[Start of ENTRIES SUPPLIED]

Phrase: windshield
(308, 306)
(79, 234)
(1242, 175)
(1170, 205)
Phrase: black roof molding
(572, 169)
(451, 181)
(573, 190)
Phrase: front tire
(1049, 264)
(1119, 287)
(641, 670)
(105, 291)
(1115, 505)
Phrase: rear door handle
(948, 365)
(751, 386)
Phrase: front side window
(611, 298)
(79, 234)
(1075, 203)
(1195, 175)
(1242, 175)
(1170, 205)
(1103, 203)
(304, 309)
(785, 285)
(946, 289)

[End of ENTRIES SUPPLIED]

# WHAT IS BEING ASKED
Rewrite all of the records above, replacing "tire" with "wheel" and leaving everything else unchanged.

# SOLUTION FOR THIS TASK
Phrase: windshield
(308, 306)
(79, 234)
(1242, 175)
(1170, 205)
Phrase: black roof molding
(572, 169)
(451, 181)
(573, 190)
Phrase: front wheel
(1049, 264)
(1119, 287)
(641, 670)
(105, 291)
(1115, 505)
Phrase: rear door handle
(948, 365)
(751, 386)
Phrase: front side window
(611, 298)
(79, 234)
(1075, 203)
(1195, 175)
(1242, 175)
(1170, 205)
(1103, 203)
(304, 309)
(785, 285)
(946, 289)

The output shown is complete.